**TEXT PROVIDED:**
## START
The adventures of a fourth grade teacher in East Central Illinois.

Archive for August, 2015

The Homework Menu

For the past four years, I have struggled with homework in my classroom. (And if Bill Waterson’s Calvin and Hobbes is any indicator, I’m not the only one! Click the image for many more related comics.)

Not assigning it; that has always been easy: give 25 students a copy of a math assignment and tell them it is due the next day. And not grading it; homework is practice, so it doesn’t need an actual grade. I just check it for completion, give it a star, and return it to the students.

No, the struggle has been more of an existential one: why? Why give homework? The students who need the extra practice tend to be the ones least likely to do it. The students who don’t need the practice tend to be the ones who do it, anyway. So why am I doing it? To communicate with parents? Surely there is a better way for me to do that!

There is only one kind of homework that has been an exception to this: reading. I tell my students on the very first day of school that they will have reading homework every single night. That assignment is to read for at least 25 minutes independently. Sure, I still have students who struggle with reading and will try to avoid doing it because it is a difficult task, but most of them are willing to read at home and most of their parents are willing to support this.

But for the other traditional math homework assignments? I wasn’t buying into it and my students and their families weren’t buying into it either. Then I started paying attention to what other teachers were saying and what other families were saying. And then I decided to look into the research. (Did you know that there are people who have dedicated their lives to researching the value and effect of homework?) Here are some things I learned in my research:

  • While there is generally a correlation between homework completion and student achievement, that correlation is much greater in grades 7-12 than it is in grades K-6
  • Homework is often a source of tension between schools and homes
  • The most effective homework provides students with differentiated choices

(Most of these points have been drawn from Cooper, Robinson, and Patall’s 2006 meta-analysis of homework research from 1987-2003 published in Review of Educational Research, Spring 2006, Vol. 76, No. 1, pp. 1–62.)

So over the summer I began to reimagine homework in my classroom. I began to ask myself what I would like to see if I had children who were in school. I talked to friends whose children have struggled with homework and those whose children have not. I read what other teachers were doing. I thought about what would work well for me. And then I began to draft some ideas. I shared these with others, got more input, and revised and edited. What I came up with what a concept I am calling the Homework Menu.

When I go to a restaurant, I sit down at the table and find my utensils already there. If there isn’t a menu on the table, the server hands it me. Usually, though, there is already a menu there and the first thing I am brought is a glass of water. If the server doesn’t bring a glass of water, he or she asks me what I would like to drink before anything else. Then I am given time to peruse the menu before ordering. I don’t take one of everything, nor do I always get the same thing. (As much as I love bacon cheeseburgers, sometimes I am really in a mood for a chicken wrap or a pasta dish!)
## END
**RECORDS SHOWN:**
## START
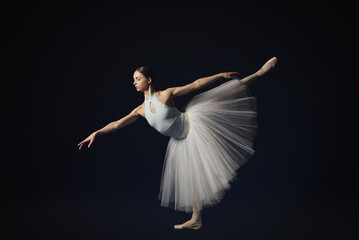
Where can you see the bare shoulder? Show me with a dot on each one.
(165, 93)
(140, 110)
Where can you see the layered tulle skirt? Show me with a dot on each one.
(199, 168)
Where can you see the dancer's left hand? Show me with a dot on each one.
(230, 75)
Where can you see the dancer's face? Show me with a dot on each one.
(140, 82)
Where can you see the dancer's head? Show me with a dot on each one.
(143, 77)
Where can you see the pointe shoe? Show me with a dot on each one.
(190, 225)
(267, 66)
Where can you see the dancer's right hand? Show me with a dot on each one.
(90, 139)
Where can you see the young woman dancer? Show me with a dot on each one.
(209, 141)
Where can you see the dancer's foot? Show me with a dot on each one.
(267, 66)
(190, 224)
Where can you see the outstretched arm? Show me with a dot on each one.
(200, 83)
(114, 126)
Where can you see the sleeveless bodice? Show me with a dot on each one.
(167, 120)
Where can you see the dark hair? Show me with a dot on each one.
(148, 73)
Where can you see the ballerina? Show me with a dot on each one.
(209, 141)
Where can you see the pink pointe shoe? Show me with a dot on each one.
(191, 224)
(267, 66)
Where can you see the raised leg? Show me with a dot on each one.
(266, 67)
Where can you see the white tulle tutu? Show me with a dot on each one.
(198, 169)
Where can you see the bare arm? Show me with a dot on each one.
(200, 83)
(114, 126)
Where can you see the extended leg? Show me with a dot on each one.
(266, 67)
## END
## START
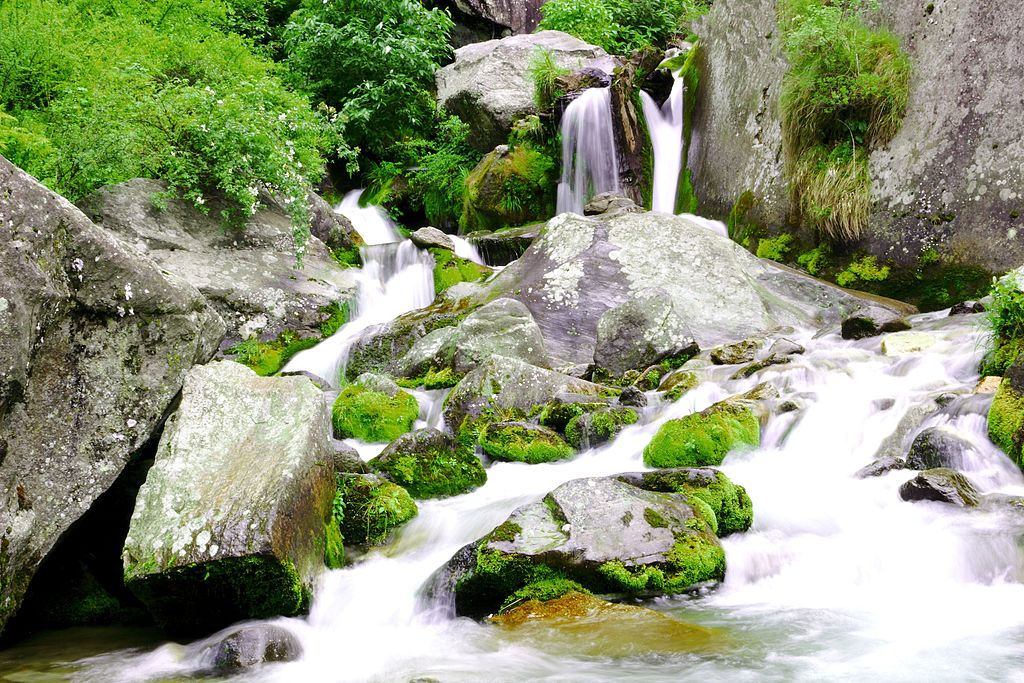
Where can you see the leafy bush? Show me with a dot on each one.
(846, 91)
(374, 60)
## END
**TO BE DONE:**
[1] In the homework post, how long are students asked to read independently each night?
[2] Reproduce word for word everything in the homework post from "For the past" down to "to do that!".

**ANSWERS TO EACH TASK:**
[1] At least 25 minutes.

[2]
For the past four years, I have struggled with homework in my classroom. (And if Bill Waterson’s Calvin and Hobbes is any indicator, I’m not the only one! Click the image for many more related comics.)

Not assigning it; that has always been easy: give 25 students a copy of a math assignment and tell them it is due the next day. And not grading it; homework is practice, so it doesn’t need an actual grade. I just check it for completion, give it a star, and return it to the students.

No, the struggle has been more of an existential one: why? Why give homework? The students who need the extra practice tend to be the ones least likely to do it. The students who don’t need the practice tend to be the ones who do it, anyway. So why am I doing it? To communicate with parents? Surely there is a better way for me to do that!